→ **Data shown**:

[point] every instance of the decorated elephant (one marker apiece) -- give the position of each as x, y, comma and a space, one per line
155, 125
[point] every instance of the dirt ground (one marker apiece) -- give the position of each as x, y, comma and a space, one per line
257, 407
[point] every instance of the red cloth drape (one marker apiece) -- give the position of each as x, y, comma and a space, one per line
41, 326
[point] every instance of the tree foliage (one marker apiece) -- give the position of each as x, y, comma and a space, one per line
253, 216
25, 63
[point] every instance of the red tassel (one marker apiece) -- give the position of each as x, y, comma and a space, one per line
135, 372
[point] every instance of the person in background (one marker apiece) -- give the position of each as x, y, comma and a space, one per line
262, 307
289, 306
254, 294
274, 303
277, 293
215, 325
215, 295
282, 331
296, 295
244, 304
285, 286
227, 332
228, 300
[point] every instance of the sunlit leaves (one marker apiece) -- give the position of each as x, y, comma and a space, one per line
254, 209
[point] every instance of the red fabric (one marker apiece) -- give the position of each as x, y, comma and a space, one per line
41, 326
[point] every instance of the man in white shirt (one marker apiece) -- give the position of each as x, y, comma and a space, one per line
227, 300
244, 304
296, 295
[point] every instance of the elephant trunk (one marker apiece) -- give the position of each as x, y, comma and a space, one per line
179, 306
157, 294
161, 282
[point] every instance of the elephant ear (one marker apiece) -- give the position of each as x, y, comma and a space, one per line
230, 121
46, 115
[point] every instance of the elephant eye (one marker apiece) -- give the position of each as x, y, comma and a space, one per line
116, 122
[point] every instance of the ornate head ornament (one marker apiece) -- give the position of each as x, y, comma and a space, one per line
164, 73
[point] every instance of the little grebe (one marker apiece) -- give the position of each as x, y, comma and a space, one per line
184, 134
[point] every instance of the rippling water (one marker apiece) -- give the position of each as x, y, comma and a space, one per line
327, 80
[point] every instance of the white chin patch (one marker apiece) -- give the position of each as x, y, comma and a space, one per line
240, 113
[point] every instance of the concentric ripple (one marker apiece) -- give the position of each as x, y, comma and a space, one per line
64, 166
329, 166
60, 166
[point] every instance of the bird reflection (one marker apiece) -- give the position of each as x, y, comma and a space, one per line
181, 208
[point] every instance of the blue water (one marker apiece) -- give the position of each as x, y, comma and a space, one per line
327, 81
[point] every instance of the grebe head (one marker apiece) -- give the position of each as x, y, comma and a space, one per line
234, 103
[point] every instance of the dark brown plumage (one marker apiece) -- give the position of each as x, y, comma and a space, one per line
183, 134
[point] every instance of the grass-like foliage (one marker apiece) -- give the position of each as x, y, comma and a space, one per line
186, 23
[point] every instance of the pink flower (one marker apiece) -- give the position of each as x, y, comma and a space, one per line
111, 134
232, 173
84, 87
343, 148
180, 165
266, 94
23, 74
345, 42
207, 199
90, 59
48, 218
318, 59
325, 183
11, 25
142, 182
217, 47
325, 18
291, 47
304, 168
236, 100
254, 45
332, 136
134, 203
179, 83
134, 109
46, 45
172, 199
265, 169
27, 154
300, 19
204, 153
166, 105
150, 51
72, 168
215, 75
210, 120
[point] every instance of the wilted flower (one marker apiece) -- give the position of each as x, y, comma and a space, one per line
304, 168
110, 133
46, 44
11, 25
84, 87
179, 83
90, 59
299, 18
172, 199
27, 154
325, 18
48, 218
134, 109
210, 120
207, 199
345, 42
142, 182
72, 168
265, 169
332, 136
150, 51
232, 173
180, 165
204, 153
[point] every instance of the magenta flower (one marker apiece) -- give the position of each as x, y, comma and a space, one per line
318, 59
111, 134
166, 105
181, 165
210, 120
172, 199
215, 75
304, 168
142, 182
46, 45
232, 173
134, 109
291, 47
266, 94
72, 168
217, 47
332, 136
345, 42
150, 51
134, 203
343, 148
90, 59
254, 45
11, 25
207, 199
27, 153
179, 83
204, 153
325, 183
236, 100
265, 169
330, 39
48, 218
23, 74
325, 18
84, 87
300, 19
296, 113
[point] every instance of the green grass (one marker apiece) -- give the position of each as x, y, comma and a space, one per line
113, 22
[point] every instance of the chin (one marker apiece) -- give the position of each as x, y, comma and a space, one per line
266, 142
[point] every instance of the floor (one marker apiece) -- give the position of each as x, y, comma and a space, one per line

→ **Exercise task**: Rewrite every line above as a JSON list of strings, one string per line, omitting any blank lines.

→ **Reply to the task**:
[
  "[point] every instance of the decorated elephant (one marker apiece) -- give the position of each as x, y, comma and a space, one per line",
  "155, 125",
  "[point] every instance of the dirt ground (one marker apiece) -- give the position of each as x, y, comma and a space, one per line",
  "257, 407",
  "[point] every instance of the red cloth drape (one marker apiece) -- give the position of each as x, y, comma and a space, one per line",
  "41, 326",
  "[point] every instance of the tree foliage (one marker apiece) -- give the position of each as x, y, comma and a space, one per line",
  "253, 216",
  "25, 63",
  "[point] every instance of the red tassel (one marker apiece) -- give the position of each as x, y, comma and a space, one per line",
  "135, 372",
  "[point] every instance of the person in background (one marker apiece) -- give the position of each as x, y, comma and a space, one per line",
  "262, 307",
  "289, 306",
  "254, 294",
  "274, 303",
  "277, 293",
  "215, 325",
  "215, 295",
  "282, 331",
  "296, 295",
  "244, 304",
  "285, 286",
  "227, 332",
  "228, 300",
  "[point] every instance of the sunlit leaves (one marker apiece) -- give the position of each as x, y, comma and a space, one per line",
  "254, 209",
  "[point] every instance of the red fabric (one marker apiece) -- give the position of each as x, y, comma and a space, one per line",
  "41, 326",
  "[point] every instance of the man in white shirt (one marker apiece) -- give the position of each as x, y, comma and a space, one per line",
  "227, 300",
  "244, 304",
  "296, 295",
  "[point] every instance of the elephant trunk (one marker apiece) -- give the position of each as x, y, comma and a space, one per line",
  "179, 306",
  "157, 294",
  "161, 282",
  "[point] every instance of the elephant ear (one marker apiece) -- give the position of each as x, y, comma and a space, one per line",
  "230, 121",
  "46, 115",
  "[point] every instance of the elephant eye (one marker apiece) -- give the position of each as x, y, comma and a space, one per line",
  "116, 122",
  "[point] every instance of the ornate head ornament (one marker apiece) -- give the position of each as x, y, comma and a space, one per line",
  "164, 73",
  "[point] every instance of the little grebe (one marker apiece) -- give the position of each as x, y, comma and a space, one per line",
  "184, 134",
  "[point] every instance of the rippling water (one marker apiece) -- give the position of each as x, y, comma and a space, one per line",
  "327, 80",
  "[point] every instance of the white chin patch (one marker apiece) -- give the position of each as x, y, comma and a space, one per line",
  "240, 113",
  "[point] every instance of the concentric ripple (one marker apiece) -- give the position of each as x, y, comma and a space, one per line",
  "64, 166",
  "329, 166",
  "60, 166",
  "[point] every instance of the bird reflection (one marker apiece) -- give the position of each as x, y, comma and a space, one per line",
  "181, 208",
  "[point] every instance of the blue water (one marker apiece) -- give the position of each as x, y, comma and a space, one per line",
  "327, 81",
  "[point] every instance of the grebe head (one marker apiece) -- give the position of each as x, y, comma and a space, one per line",
  "234, 103",
  "[point] every instance of the dark brown plumage (one marker apiece) -- give the position of each as x, y, comma and a space, one per line",
  "183, 134",
  "[point] every instance of the grass-like foliage (one marker apiece) -- give the position of each as x, y, comma and a space, one per line",
  "186, 23",
  "[point] every instance of the pink flower (one marker apiece) -- give the position of each as x, y, comma and a space, one per line",
  "111, 134",
  "232, 173",
  "84, 87",
  "343, 148",
  "180, 165",
  "266, 94",
  "23, 74",
  "345, 42",
  "207, 199",
  "90, 59",
  "48, 218",
  "318, 59",
  "325, 183",
  "11, 25",
  "142, 182",
  "217, 47",
  "325, 18",
  "291, 47",
  "304, 168",
  "236, 100",
  "254, 45",
  "332, 136",
  "134, 203",
  "179, 83",
  "134, 109",
  "46, 45",
  "172, 199",
  "265, 169",
  "27, 154",
  "300, 19",
  "204, 153",
  "166, 105",
  "150, 51",
  "72, 168",
  "215, 75",
  "210, 120",
  "[point] every instance of the wilted flower (one marker apiece) -- give the position of each as x, y, comma and a space, one per line",
  "304, 168",
  "110, 133",
  "46, 44",
  "11, 25",
  "84, 87",
  "179, 83",
  "90, 59",
  "299, 18",
  "172, 199",
  "27, 154",
  "325, 18",
  "48, 218",
  "134, 109",
  "210, 120",
  "207, 199",
  "345, 42",
  "142, 182",
  "72, 168",
  "265, 169",
  "332, 136",
  "150, 51",
  "232, 173",
  "180, 165",
  "204, 153",
  "[point] every instance of the magenta flower (one marker apiece) -- give the position of each as x, y, comma and a space, one per line",
  "318, 59",
  "111, 134",
  "166, 105",
  "181, 165",
  "210, 120",
  "172, 199",
  "215, 75",
  "304, 168",
  "142, 182",
  "46, 45",
  "232, 173",
  "134, 109",
  "291, 47",
  "266, 94",
  "72, 168",
  "217, 47",
  "332, 136",
  "345, 42",
  "150, 51",
  "134, 203",
  "343, 148",
  "90, 59",
  "254, 45",
  "11, 25",
  "207, 199",
  "27, 153",
  "179, 83",
  "204, 153",
  "325, 183",
  "236, 100",
  "265, 169",
  "330, 39",
  "48, 218",
  "23, 74",
  "325, 18",
  "84, 87",
  "300, 19",
  "296, 113",
  "[point] every instance of the green grass (one marker apiece) -- give the position of each as x, y, comma and a space, one per line",
  "113, 22",
  "[point] every instance of the chin (one marker apiece) -- give the position of each as x, y, comma and a space, one per line",
  "266, 142",
  "[point] every instance of the floor (one marker apiece) -- give the position of each as x, y, comma and a space, one per line"
]